For example, each segment SEG may include sixteen pixels in a four
by four matrix. However, aspects are not limited as such. For
example, the size of the segment SEG may be properly adjusted. When
the size of the segment SEG gets smaller, a relatively small color
difference generating pattern may be detected but a processing load
and a memory for detecting the color difference generating pattern
may increase. In contrast, when the size of the segment SEG gets
bigger, a processing load and a memory for detecting the color
difference generating pattern may decrease but a relatively small
color difference generating pattern may not be detected.
[0095] The color difference determining part 260 may determine that
the input data signal DATA1 has the color difference generating
pattern, when at least one segment SEG has the color difference
generating pattern.
[0096] An area of the color difference generating pattern is
illustrated as CP in FIG. 5. Segments SEG13, SEG14, SEG15, SEG16,
SEG23, SEG26, SEG34 and SEG35 partially include the color
difference generating pattern so that the segments SEG13, SEG14,
SEG15, SEG16, SEG23, SEG26, SEG34 and SEG35 may not be determined
as the segments having the color difference generating pattern.
Segments SEG24 and SEG25 entirely include the color difference
generating pattern so that the segments SEG24 and SEG25 may be
determined as the segments having the color difference generating
pattern.
[0097] According to an aspect, the color difference determining
part 260 may determine the input data signal DATA1 to have the
color difference generating pattern, when the number of the
segments SEG having the color difference generating pattern is
equal to or greater than a threshold number.

• **Recorded data**:
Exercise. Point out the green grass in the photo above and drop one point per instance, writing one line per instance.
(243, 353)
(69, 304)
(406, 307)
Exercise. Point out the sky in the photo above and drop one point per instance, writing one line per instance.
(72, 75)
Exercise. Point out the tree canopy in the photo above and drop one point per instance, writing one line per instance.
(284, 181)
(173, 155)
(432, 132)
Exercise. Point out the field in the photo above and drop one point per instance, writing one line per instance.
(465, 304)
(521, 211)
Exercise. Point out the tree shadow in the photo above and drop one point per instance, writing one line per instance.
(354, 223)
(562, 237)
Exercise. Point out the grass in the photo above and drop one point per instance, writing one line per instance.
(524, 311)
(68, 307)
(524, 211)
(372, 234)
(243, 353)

--

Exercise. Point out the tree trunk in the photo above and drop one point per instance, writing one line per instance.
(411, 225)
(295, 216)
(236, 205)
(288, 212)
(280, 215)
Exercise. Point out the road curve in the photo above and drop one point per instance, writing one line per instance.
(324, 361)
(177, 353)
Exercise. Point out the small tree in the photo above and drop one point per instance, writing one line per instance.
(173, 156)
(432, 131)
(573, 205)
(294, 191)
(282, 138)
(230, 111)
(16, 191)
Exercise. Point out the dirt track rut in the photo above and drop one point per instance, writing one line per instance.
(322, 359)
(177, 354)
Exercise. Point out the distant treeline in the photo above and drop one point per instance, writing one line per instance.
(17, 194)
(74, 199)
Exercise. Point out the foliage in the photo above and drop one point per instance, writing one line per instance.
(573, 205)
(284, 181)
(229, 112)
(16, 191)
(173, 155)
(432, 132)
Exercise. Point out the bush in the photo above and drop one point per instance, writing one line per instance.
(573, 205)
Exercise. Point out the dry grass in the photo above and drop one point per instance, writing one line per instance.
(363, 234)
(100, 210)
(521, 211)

...

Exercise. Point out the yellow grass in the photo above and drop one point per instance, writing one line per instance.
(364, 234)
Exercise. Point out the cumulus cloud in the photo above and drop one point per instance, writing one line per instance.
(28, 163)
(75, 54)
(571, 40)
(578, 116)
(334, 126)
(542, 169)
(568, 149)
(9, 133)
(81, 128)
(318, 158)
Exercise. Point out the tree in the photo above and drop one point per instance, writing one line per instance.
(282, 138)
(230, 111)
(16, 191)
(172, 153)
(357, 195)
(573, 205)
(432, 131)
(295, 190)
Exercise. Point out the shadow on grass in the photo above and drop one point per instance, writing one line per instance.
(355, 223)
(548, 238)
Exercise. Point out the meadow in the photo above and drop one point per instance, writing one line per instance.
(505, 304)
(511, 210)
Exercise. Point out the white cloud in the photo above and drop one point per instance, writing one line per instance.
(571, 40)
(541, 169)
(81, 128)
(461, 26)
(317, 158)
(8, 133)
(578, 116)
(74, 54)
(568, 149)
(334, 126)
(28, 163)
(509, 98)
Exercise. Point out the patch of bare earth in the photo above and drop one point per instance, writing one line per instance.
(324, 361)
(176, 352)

• **Exercise instructions**:
**a.** In the patent excerpt, how many pixels may each segment include, and in what arrangement?
**b.** For each statement, say whether it agrees with the patent excerpt, and quote the words that decide it. (i) Making the segment smaller lowers the processing load. (ii) Segments SEG24 and SEG25 may be determined as segments having the color difference generating pattern. (iii) Segment SEG23 may be determined as a segment having the color difference generating pattern.
The rows come from a different source than the patent excerpt.

• **Completed exercise**:
**a.** Sixteen pixels in a four by four matrix.

**b.**
(i) No: "When the size of the segment SEG gets smaller, a relatively small color difference generating pattern may be detected but a processing load and a memory for detecting the color difference generating pattern may increase."
(ii) Yes: "Segments SEG24 and SEG25 entirely include the color difference generating pattern so that the segments SEG24 and SEG25 may be determined as the segments having the color difference generating pattern."
(iii) No: "Segments SEG13, SEG14, SEG15, SEG16, SEG23, SEG26, SEG34 and SEG35 partially include the color difference generating pattern so that the segments SEG13, SEG14, SEG15, SEG16, SEG23, SEG26, SEG34 and SEG35 may not be determined as the segments having the color difference generating pattern."